_To be done_:
Give a verbatim repeat of the lines that run from the line containing "Reviewer note: check that each instance of the ear" to the end of the data below.

_Stored rows_:
******
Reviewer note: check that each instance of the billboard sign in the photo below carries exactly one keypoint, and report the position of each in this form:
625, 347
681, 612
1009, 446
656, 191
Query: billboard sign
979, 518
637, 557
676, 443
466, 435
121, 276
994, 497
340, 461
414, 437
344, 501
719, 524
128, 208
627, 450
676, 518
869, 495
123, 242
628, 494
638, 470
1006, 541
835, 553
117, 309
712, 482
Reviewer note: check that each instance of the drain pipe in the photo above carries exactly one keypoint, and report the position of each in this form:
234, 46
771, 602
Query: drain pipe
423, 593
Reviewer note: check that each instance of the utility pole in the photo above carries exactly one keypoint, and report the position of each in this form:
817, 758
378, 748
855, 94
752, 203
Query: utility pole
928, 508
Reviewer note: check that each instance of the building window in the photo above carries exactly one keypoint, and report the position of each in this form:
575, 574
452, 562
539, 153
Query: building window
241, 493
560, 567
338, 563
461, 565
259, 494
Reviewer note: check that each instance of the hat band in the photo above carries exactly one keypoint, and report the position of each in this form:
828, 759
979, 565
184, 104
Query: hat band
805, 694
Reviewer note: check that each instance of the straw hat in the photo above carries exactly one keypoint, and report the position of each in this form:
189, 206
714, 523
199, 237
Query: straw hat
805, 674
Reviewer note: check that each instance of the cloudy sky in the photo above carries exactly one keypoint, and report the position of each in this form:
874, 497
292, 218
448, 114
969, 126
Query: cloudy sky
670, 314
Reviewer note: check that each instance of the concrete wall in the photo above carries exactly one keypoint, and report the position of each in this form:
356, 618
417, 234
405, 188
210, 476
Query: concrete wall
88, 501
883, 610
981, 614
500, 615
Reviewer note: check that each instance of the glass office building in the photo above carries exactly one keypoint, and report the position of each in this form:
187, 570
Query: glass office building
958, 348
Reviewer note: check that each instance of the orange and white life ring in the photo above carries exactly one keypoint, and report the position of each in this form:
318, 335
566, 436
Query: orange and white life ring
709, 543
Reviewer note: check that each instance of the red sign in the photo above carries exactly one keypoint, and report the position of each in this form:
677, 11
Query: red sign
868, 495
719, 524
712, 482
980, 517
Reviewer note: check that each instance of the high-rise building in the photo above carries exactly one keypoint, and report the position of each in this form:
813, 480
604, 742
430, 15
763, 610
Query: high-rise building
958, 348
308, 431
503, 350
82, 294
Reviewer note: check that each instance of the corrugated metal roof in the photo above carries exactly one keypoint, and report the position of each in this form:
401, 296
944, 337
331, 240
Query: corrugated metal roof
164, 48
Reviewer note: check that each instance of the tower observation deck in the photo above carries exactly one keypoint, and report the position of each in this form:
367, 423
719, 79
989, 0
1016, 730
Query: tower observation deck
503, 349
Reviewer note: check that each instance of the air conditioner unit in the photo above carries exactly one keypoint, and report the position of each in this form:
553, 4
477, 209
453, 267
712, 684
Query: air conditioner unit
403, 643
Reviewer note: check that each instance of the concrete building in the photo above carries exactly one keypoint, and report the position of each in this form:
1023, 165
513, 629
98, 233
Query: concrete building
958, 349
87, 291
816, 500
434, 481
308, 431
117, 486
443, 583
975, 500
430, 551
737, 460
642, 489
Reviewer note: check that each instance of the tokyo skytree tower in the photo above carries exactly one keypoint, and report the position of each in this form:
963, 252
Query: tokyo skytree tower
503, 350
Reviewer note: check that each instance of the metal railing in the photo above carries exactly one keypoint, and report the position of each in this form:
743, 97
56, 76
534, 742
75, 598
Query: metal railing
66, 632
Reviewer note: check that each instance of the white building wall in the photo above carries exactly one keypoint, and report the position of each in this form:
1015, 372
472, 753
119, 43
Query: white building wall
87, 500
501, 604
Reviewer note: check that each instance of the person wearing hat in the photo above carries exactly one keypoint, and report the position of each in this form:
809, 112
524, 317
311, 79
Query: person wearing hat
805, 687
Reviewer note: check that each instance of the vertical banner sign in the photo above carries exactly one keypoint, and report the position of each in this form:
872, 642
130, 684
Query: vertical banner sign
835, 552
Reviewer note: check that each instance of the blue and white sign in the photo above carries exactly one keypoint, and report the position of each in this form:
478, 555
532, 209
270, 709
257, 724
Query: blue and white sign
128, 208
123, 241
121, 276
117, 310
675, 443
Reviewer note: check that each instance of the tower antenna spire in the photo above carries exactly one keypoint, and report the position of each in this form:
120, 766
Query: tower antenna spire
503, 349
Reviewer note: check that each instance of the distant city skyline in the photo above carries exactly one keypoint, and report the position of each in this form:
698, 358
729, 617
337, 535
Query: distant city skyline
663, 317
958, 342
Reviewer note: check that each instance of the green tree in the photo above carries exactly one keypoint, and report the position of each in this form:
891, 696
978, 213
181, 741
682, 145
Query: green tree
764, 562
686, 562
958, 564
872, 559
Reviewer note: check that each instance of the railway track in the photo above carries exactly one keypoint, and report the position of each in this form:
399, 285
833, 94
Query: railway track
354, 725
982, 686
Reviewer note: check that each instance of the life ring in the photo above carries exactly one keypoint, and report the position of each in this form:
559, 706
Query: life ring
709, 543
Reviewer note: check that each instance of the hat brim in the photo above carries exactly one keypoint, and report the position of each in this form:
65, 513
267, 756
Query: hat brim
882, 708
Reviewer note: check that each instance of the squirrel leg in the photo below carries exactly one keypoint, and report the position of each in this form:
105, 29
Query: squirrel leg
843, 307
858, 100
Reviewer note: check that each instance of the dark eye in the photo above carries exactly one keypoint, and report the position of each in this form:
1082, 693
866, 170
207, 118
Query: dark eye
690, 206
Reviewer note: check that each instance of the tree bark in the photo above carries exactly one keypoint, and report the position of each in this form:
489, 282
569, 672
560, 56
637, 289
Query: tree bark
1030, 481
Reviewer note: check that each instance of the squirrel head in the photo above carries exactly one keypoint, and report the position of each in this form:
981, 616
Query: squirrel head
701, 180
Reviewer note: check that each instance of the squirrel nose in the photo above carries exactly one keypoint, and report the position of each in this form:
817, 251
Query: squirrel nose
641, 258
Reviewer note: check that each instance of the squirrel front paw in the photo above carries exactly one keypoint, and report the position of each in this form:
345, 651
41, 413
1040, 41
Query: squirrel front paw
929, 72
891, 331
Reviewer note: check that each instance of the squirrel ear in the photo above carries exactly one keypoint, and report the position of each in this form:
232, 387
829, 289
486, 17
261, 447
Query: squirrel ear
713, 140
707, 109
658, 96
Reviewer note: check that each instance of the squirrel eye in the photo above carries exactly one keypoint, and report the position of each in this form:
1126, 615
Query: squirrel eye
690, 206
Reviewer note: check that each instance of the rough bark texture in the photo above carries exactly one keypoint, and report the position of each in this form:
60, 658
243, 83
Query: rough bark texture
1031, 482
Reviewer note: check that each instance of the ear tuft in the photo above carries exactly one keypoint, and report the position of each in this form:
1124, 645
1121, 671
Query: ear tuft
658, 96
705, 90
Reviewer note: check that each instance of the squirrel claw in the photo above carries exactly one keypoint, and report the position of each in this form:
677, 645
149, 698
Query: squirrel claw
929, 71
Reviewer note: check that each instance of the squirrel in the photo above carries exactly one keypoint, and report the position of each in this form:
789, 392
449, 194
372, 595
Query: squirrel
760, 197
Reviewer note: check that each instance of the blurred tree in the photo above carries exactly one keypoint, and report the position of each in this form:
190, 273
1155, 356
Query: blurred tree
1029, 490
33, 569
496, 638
******
_Response for this exercise_:
Reviewer note: check that each instance of the ear tuft in the photo above carries exactly one keypoint, and report the position of each in this form:
1124, 645
1121, 671
Query: ear tuft
658, 96
705, 90
Reviewer note: check that each instance of the squirrel claw in the photo above carries exactly one keypoint, and report the position of each in this form:
677, 645
149, 698
Query: squirrel claw
929, 71
Reviewer note: check that each instance of the squirrel in the photo above carries exactly one keypoint, and report the position of each in this form:
789, 392
449, 194
372, 595
Query: squirrel
760, 197
Reviewer note: check that each instance of the blurred tree in the photo above carries exactly one keypoint, and report the position of each in this form:
190, 273
1155, 356
Query: blurred tree
1029, 490
33, 569
496, 638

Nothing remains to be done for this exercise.